Short exercise:
Find every line in the items below that contains the word "white" and copy each of those lines.
** Begin Dataset rows **
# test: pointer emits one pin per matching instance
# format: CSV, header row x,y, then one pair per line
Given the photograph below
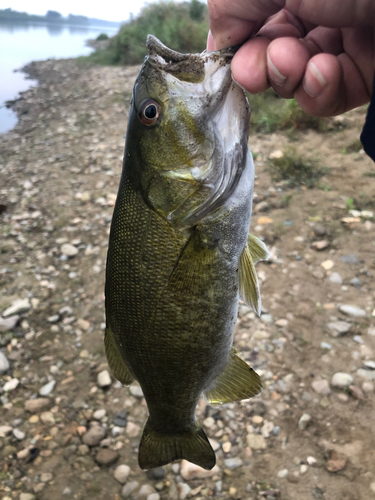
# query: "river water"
x,y
23,43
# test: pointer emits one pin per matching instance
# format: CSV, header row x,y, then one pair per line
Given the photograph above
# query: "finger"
x,y
249,65
287,59
331,86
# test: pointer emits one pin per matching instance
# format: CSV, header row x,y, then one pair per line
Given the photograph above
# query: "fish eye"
x,y
149,112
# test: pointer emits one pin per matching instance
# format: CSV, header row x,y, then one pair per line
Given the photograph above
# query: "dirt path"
x,y
59,171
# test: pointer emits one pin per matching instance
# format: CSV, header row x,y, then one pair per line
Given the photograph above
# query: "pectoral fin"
x,y
238,381
254,251
115,361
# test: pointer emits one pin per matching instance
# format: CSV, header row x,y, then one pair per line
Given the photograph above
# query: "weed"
x,y
295,169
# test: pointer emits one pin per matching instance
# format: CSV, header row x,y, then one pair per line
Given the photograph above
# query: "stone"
x,y
94,435
4,363
256,441
335,278
129,489
191,471
104,379
47,389
341,380
233,463
121,473
35,405
69,250
136,391
338,328
354,311
18,306
304,421
7,324
106,457
11,385
321,387
183,490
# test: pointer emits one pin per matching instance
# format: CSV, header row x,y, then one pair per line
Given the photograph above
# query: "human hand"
x,y
322,52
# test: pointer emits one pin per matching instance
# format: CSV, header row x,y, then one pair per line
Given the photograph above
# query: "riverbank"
x,y
59,172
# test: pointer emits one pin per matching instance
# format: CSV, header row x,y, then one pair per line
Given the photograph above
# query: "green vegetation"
x,y
180,26
295,170
270,113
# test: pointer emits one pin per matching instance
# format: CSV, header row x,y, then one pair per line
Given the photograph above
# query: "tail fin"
x,y
157,449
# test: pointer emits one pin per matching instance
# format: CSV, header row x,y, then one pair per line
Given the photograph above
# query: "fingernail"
x,y
313,82
274,73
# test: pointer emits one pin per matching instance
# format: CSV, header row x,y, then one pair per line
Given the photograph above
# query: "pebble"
x,y
352,311
321,387
338,328
233,463
106,457
35,405
11,385
121,473
341,380
69,250
136,391
104,379
129,489
7,324
256,441
304,421
18,306
335,278
93,436
282,474
190,471
47,389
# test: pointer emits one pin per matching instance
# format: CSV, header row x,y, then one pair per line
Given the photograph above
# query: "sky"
x,y
109,10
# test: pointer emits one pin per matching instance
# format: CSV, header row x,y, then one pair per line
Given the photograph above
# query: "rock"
x,y
47,389
121,473
11,385
136,391
129,489
256,441
99,414
93,436
341,380
369,374
7,324
191,471
321,387
354,311
338,328
106,457
104,379
35,405
282,474
18,306
304,421
320,245
335,278
69,250
4,363
233,463
18,434
183,490
5,430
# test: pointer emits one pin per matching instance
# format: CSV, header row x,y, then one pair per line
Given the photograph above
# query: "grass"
x,y
296,170
270,113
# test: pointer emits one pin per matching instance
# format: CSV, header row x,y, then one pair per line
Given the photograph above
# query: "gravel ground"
x,y
67,428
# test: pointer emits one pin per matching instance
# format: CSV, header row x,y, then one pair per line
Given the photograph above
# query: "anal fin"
x,y
238,381
115,361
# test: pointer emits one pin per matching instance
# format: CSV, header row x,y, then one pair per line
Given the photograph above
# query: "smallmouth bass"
x,y
180,254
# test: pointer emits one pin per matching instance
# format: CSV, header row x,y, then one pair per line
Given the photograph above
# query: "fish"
x,y
180,254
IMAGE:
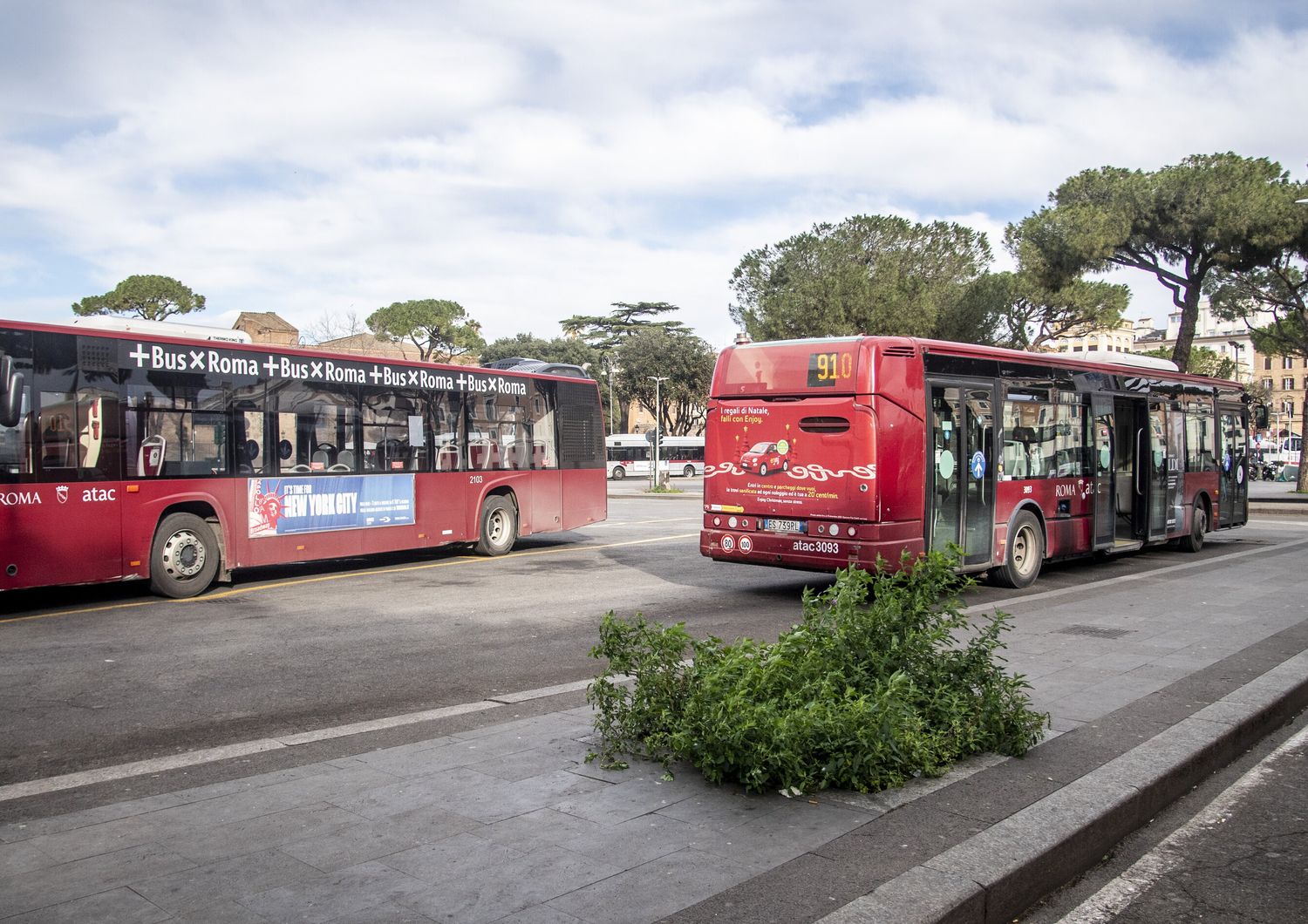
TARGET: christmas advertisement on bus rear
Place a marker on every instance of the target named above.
(787, 458)
(288, 506)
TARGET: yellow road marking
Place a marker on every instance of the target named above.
(343, 575)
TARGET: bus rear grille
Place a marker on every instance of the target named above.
(824, 425)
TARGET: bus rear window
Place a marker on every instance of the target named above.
(789, 369)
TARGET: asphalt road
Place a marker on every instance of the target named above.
(1234, 851)
(99, 676)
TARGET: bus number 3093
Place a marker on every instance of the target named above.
(829, 547)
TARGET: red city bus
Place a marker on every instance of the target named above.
(128, 455)
(824, 454)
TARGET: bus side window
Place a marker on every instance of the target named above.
(57, 438)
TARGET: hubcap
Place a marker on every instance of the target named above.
(1022, 547)
(183, 554)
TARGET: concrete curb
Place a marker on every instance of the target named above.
(1001, 872)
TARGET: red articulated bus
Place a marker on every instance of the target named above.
(135, 455)
(823, 454)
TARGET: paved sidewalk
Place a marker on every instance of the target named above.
(504, 821)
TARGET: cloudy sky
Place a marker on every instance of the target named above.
(534, 160)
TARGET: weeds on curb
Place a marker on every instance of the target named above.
(875, 686)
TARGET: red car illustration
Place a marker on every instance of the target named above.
(764, 458)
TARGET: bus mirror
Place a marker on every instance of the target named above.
(10, 392)
(10, 404)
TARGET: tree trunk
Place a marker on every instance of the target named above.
(1189, 321)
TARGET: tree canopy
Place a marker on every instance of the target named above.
(1271, 301)
(1025, 314)
(1180, 224)
(149, 297)
(870, 275)
(606, 332)
(439, 329)
(685, 360)
(560, 350)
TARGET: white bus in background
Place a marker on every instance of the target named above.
(682, 457)
(630, 455)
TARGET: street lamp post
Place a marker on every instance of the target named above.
(658, 421)
(612, 368)
(1236, 345)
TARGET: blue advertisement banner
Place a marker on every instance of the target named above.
(288, 506)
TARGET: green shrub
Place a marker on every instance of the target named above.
(874, 686)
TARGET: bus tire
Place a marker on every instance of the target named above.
(499, 527)
(1023, 553)
(183, 557)
(1198, 526)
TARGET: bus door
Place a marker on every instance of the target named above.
(1107, 447)
(1163, 476)
(1234, 462)
(1132, 471)
(960, 471)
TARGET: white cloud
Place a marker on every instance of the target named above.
(535, 161)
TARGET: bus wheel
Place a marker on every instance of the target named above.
(185, 557)
(1198, 526)
(1025, 552)
(499, 527)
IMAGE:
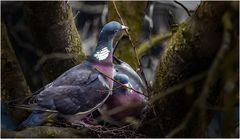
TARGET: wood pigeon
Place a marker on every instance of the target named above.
(80, 90)
(123, 96)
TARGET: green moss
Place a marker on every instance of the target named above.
(13, 83)
(54, 31)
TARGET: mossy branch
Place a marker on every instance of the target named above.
(153, 41)
(54, 31)
(13, 84)
(191, 50)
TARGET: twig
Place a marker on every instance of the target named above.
(184, 7)
(134, 48)
(177, 87)
(44, 58)
(120, 83)
(143, 47)
(201, 101)
(116, 44)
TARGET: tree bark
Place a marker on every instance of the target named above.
(13, 82)
(132, 13)
(189, 52)
(55, 34)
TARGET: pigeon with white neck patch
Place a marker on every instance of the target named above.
(81, 89)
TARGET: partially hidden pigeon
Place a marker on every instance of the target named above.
(124, 96)
(80, 90)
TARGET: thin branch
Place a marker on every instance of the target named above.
(116, 44)
(143, 47)
(134, 48)
(120, 83)
(44, 58)
(177, 87)
(184, 7)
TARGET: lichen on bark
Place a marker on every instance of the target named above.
(54, 31)
(13, 83)
(189, 52)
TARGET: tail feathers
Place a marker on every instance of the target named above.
(35, 119)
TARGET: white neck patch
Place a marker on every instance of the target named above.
(102, 54)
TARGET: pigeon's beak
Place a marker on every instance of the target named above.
(124, 28)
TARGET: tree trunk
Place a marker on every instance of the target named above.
(13, 82)
(132, 13)
(189, 52)
(55, 34)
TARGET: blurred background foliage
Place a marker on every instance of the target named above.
(146, 21)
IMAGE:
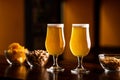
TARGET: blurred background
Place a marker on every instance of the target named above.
(25, 21)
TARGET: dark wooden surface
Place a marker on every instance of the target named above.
(23, 72)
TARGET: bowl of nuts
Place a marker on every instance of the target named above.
(37, 58)
(110, 62)
(15, 54)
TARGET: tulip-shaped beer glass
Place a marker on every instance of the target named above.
(80, 45)
(55, 44)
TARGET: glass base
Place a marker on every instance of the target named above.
(55, 69)
(80, 71)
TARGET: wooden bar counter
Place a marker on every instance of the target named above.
(8, 72)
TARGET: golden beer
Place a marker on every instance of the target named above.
(79, 44)
(54, 40)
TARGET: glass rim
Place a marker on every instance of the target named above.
(81, 25)
(57, 25)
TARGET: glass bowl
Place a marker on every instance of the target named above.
(37, 58)
(110, 62)
(15, 58)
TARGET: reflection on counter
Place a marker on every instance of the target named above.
(16, 71)
(37, 73)
(109, 75)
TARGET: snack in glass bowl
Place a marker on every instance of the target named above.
(37, 58)
(16, 53)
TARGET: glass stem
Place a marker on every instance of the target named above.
(55, 63)
(80, 66)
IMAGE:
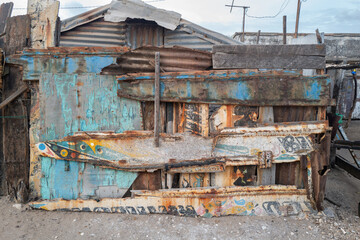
** End Dataset rows **
Exercise solution:
TARGET: white bus in background
TARGET: white cloud
TARGET: pigeon with white neck patch
TARGET: white neck patch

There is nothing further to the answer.